▼
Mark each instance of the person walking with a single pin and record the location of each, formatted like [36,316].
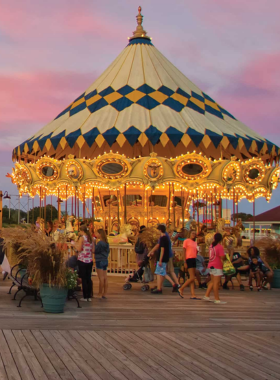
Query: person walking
[170,273]
[216,258]
[85,250]
[101,252]
[163,258]
[190,253]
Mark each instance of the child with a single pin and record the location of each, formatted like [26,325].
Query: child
[255,272]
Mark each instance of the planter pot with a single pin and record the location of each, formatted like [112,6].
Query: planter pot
[166,283]
[53,298]
[276,279]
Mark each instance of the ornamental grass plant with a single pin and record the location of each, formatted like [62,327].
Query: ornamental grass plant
[43,258]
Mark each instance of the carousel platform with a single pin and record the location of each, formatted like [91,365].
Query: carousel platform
[137,335]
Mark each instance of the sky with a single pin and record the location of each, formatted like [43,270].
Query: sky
[51,51]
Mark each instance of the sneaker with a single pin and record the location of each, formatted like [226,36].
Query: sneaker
[156,291]
[206,299]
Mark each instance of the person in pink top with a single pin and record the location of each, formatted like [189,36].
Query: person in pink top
[190,252]
[216,258]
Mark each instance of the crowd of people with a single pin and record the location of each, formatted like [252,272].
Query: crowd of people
[95,244]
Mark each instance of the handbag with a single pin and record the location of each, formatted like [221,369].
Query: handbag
[228,268]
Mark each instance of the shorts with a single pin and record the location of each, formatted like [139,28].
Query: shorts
[216,272]
[161,270]
[170,266]
[205,273]
[102,264]
[191,263]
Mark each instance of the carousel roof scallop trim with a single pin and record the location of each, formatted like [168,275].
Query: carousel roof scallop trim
[146,100]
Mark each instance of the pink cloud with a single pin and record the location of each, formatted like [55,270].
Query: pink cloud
[34,23]
[39,96]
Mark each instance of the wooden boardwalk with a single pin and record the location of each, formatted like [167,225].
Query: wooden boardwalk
[135,335]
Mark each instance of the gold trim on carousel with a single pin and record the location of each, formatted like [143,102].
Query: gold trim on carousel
[41,164]
[258,166]
[197,160]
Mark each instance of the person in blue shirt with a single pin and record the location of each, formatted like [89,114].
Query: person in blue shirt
[170,276]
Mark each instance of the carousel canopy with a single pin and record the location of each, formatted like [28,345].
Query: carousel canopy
[141,104]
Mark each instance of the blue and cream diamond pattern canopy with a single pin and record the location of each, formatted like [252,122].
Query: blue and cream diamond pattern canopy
[143,103]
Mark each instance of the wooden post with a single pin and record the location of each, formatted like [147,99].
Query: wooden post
[66,193]
[183,208]
[254,220]
[84,205]
[169,203]
[58,206]
[197,211]
[125,204]
[118,196]
[109,225]
[92,206]
[1,209]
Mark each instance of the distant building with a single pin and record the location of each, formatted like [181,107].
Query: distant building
[266,223]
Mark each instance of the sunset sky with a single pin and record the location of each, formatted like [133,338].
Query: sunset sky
[51,51]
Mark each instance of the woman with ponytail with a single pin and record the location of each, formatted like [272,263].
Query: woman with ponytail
[85,250]
[216,258]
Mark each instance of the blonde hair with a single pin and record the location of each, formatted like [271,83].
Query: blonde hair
[86,231]
[103,235]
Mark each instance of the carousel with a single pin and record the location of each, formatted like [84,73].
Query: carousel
[144,145]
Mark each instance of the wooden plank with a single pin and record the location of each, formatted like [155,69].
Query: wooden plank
[157,356]
[3,374]
[126,372]
[30,358]
[75,356]
[41,356]
[240,356]
[120,356]
[23,368]
[90,359]
[52,356]
[100,356]
[246,351]
[157,371]
[125,350]
[189,358]
[182,362]
[229,358]
[252,349]
[62,354]
[8,361]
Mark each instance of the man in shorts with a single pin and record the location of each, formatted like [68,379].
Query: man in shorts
[170,274]
[163,258]
[190,252]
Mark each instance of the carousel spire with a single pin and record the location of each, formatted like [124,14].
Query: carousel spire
[139,32]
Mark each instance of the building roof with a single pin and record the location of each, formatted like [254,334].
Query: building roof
[140,104]
[272,215]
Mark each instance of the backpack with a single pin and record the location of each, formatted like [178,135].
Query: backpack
[139,247]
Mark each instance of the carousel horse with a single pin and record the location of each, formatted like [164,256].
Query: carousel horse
[125,233]
[209,237]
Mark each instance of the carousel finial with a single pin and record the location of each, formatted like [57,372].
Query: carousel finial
[139,32]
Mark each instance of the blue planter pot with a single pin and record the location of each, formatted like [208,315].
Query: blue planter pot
[276,279]
[53,298]
[166,283]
▲
[What you will do] Give back, exactly as written, the stretch from the line with "Query: man in shorts" through the line with "Mark each instance of the building", and no other lines from the records above.

[Exercise answer]
Query: man in shorts
[170,274]
[163,258]
[190,252]
Mark each instance of the carousel spire with a single pin and record the location of each, formatted like [124,14].
Query: carousel spire
[139,32]
Mark each instance of the building roof with a single pin and record the location of each, formatted like [254,334].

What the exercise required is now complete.